■ Supplied data:

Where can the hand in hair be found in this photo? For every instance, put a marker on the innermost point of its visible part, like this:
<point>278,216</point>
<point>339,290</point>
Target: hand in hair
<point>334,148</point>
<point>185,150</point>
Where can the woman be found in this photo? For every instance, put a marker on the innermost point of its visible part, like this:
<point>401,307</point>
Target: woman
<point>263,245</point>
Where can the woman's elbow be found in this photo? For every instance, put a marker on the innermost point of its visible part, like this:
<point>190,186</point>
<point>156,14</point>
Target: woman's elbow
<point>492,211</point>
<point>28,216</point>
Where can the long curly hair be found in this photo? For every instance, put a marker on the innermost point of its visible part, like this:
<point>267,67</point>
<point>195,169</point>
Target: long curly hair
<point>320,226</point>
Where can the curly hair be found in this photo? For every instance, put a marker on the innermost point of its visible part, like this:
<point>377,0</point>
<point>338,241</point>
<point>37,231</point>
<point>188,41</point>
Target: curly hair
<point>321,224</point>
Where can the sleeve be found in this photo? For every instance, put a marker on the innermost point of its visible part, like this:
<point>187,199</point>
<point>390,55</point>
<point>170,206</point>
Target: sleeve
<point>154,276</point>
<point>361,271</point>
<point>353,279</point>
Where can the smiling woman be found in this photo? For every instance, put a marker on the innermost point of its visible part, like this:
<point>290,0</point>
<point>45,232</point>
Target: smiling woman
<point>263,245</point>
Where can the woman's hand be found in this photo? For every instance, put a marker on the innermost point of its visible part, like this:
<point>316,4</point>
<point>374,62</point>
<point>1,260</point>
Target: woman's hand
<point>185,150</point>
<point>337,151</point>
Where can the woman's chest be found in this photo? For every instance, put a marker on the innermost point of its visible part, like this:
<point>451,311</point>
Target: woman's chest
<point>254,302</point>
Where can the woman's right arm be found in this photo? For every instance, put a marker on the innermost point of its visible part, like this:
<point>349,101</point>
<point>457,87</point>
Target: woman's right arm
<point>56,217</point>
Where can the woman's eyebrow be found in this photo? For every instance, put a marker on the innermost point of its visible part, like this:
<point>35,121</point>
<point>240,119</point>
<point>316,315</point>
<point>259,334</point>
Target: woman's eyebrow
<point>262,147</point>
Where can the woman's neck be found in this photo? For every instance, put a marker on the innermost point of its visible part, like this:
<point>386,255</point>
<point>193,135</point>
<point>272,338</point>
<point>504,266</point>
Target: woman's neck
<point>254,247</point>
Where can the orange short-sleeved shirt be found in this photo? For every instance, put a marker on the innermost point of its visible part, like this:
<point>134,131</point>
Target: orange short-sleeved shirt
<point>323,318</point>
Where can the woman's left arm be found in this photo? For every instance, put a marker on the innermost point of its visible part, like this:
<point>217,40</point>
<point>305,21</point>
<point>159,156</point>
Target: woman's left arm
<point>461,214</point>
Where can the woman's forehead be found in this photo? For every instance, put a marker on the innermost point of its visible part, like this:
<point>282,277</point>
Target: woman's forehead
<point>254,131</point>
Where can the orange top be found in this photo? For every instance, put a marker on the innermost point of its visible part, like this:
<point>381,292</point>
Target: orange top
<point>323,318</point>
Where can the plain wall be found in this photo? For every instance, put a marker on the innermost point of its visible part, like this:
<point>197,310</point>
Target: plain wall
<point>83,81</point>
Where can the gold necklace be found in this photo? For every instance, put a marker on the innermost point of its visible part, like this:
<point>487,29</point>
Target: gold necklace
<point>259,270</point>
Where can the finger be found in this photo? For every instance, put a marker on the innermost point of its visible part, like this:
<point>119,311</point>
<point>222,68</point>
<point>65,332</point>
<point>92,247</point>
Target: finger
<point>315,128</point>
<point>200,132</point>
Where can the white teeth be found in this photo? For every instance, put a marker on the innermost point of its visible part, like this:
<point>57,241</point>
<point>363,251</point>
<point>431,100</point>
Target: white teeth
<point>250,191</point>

■ Problem description: Give back exactly the lines starting at the one with "<point>159,156</point>" and running to the end of the listing. Include both ends.

■ Answer section:
<point>159,156</point>
Target: woman's left arm
<point>461,214</point>
Where can the woman's forehead be found in this photo? For every instance, put a marker on the innermost point of its visible part, like this:
<point>282,277</point>
Target: woman's forehead
<point>254,131</point>
Where can the orange top be found in this photo? For every instance, put a marker on the innermost point of its visible part, like this:
<point>381,292</point>
Target: orange top
<point>323,318</point>
Where can the plain wall be found in this photo? For every instance, put a marker on the innermost point of its visible part, like this:
<point>197,310</point>
Target: plain wall
<point>83,81</point>
Where can the gold necklace be found in this photo? For every instance, put a marker on the innermost point of its visible part, like this:
<point>487,29</point>
Target: gold necklace
<point>259,270</point>
Where can the finger be found in this photo? For every instance, put a marker on the innermost point of its visible part, like this:
<point>119,311</point>
<point>222,68</point>
<point>65,332</point>
<point>92,247</point>
Target: finger
<point>315,128</point>
<point>200,132</point>
Where can the white teeth be found in this photo? For every instance, put a marker on the innermost point of its visible part, like this:
<point>57,241</point>
<point>363,251</point>
<point>431,100</point>
Target: white teeth
<point>250,191</point>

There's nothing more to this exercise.